**Set exercise**: Copy each of the items below verbatim, leaving every line unchanged.
─── Record extracts
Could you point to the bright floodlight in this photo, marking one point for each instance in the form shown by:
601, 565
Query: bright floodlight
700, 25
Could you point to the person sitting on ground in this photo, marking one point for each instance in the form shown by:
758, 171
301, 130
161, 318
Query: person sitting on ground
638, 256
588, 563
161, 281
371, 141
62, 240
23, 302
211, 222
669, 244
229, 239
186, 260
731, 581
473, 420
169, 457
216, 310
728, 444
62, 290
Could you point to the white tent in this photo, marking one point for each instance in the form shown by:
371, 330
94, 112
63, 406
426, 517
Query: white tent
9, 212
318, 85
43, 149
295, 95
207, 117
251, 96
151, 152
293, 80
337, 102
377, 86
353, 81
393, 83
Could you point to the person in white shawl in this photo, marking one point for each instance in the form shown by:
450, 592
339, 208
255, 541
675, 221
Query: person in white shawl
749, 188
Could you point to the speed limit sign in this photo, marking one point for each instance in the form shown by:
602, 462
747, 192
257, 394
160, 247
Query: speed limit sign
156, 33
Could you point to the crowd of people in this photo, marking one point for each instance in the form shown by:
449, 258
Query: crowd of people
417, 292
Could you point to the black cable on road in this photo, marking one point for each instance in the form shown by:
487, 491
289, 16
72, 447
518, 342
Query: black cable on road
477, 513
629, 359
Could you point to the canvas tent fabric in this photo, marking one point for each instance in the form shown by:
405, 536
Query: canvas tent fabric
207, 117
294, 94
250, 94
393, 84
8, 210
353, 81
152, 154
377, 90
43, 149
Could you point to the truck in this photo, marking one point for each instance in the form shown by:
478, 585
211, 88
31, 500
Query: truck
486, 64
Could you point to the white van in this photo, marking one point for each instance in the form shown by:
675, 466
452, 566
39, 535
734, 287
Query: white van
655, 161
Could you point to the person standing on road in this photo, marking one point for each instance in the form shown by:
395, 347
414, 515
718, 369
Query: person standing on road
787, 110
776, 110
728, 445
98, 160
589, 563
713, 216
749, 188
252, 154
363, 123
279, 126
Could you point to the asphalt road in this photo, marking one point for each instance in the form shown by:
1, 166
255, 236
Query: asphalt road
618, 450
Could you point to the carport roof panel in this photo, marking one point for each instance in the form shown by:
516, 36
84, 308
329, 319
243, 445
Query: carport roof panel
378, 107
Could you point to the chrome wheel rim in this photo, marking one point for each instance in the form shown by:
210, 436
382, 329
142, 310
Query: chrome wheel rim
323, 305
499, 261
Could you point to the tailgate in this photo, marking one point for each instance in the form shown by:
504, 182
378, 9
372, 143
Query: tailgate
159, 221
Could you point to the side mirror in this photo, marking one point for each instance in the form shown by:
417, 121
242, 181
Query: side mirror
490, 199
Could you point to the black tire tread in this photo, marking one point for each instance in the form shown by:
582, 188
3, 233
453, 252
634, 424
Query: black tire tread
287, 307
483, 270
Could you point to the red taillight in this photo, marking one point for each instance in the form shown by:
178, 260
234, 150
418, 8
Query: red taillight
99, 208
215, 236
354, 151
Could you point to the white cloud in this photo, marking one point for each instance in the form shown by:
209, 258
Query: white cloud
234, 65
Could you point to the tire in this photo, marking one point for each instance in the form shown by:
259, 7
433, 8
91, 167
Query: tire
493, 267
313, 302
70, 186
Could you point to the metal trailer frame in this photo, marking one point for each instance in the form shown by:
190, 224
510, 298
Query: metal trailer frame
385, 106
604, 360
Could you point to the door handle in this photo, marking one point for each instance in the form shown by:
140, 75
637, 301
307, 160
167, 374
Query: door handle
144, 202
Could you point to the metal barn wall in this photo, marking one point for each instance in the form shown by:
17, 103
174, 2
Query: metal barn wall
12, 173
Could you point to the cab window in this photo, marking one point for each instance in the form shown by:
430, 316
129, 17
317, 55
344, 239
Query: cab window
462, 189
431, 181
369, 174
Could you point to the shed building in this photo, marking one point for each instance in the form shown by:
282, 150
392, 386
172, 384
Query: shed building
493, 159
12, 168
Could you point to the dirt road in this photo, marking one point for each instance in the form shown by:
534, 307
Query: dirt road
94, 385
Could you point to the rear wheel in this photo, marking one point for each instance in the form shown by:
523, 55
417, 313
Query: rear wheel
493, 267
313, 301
──────
**Task response**:
Could you point to the bright floodlight in this photo, marking one point for each instance in the form shown by:
601, 565
Query: bright floodlight
700, 25
Could you point to the person sitting on ground in this photo, marking one point for each instance in the form shown by:
758, 171
301, 130
161, 318
Query: person sitting on ground
638, 256
588, 563
161, 281
371, 141
62, 240
23, 302
211, 222
669, 244
229, 239
186, 260
731, 581
473, 420
169, 457
216, 310
728, 444
62, 290
Could you point to the white tent in this photo, marking one point for each instance in the form shown by:
371, 330
94, 112
63, 406
426, 517
Query: white tent
9, 212
318, 85
43, 149
295, 95
207, 117
251, 96
151, 152
293, 80
337, 102
377, 86
353, 81
393, 83
Could you point to the person in white shawl in this photo, marking one point for each instance in the form shown by:
450, 592
339, 208
255, 541
675, 221
Query: person in white shawl
749, 188
Could you point to the speed limit sign in this photo, marking one point for each instance in the form shown by:
602, 462
747, 192
257, 394
160, 247
Query: speed limit sign
156, 33
Could you point to the crowd of people in this photo, marking one point for each instance in the form shown by:
449, 258
Query: crowd of people
417, 292
Could you point to the black cable on road in this photo, marking one point for each instance in the form shown by:
487, 491
289, 16
72, 447
518, 342
Query: black cable on road
477, 513
629, 359
Could you point to the canvas tent fabric in this photo, marking one point for each instance in the form shown by:
405, 536
Query: canvas tent fabric
207, 117
294, 94
250, 94
393, 84
8, 210
353, 81
152, 154
377, 90
43, 149
Could you point to the truck in this photo, marking one point for each instance in the form shown by:
478, 585
211, 88
31, 500
Query: truck
486, 64
Could you point to the white van in this photo, marking one point for each instance in the form shown by:
675, 466
452, 566
39, 535
734, 287
Query: white van
655, 161
Could you point to the person standing on road in this photo, marking one point for each instance in the form shown by:
395, 347
414, 515
718, 369
Query: person standing on road
787, 110
776, 110
728, 445
98, 160
589, 563
713, 216
749, 188
252, 154
363, 123
279, 126
Could you point to the asphalt road in this photo, marking one point for each instance in the form shown by:
1, 166
255, 236
Query: asphalt road
618, 450
Could you point to the carport roof panel in this photo, marking one point for each instance in the form shown by:
516, 36
84, 308
329, 319
243, 445
Query: carport roof panel
378, 107
Could you point to the chrome wheel rim in this photo, marking one point for each instance in the form shown by:
210, 436
382, 329
142, 310
Query: chrome wheel rim
323, 305
499, 261
Could you point to the tailgate in this photo, marking one point for each instance in the form shown by:
504, 182
378, 9
372, 143
Query: tailgate
159, 221
Could you point to the side mirror in this photo, marking one point for each instance in the form shown by:
417, 121
242, 181
Query: side mirror
490, 199
Could you point to the black tire tread in this photo, marking one point for each instance in the form shown by:
582, 188
3, 233
453, 252
634, 424
Query: black tire tread
287, 307
483, 270
Could you point to the red taillight in this photo, marking one point for each instance in the form shown by:
178, 260
234, 150
418, 8
Query: red taillight
99, 208
215, 236
354, 151
Could you point to the white cloud in this photo, marking one point for each instance in the form shown by:
209, 258
Query: white cloud
234, 65
Could you point to the tire in this photo, marking one point for each instance in the form shown by:
259, 7
433, 8
91, 167
Query: tire
493, 267
313, 302
70, 186
Could you point to the metal trailer frame in this photo, marking one point for each instance in the form shown by:
190, 224
510, 298
Query: metal trailer frame
385, 106
604, 360
Could you point to the door handle in this photo, marking one point for each instance in the form shown by:
140, 75
637, 301
307, 160
167, 374
Query: door handle
144, 202
Could you point to the metal barn wall in this photo, marking one point for each instance in the form shown by:
17, 103
174, 2
Query: metal barn wall
12, 173
Could you point to the cab window in this photo, marking one point for each instance in the form shown by:
430, 316
129, 17
317, 55
344, 239
Query: cab window
462, 189
431, 181
369, 174
Could you point to the shed building in this photo, marking one point for each instance in the form shown by:
282, 150
392, 386
172, 384
Query: shed building
493, 159
12, 168
Could you point to the dirt road in this photo, marking one point for each instance in the form shown by:
534, 307
Query: dirt road
94, 385
Could you point to the rear wheel in this photo, marking one point for each instance in the form shown by:
523, 55
417, 313
Query: rear wheel
493, 267
313, 301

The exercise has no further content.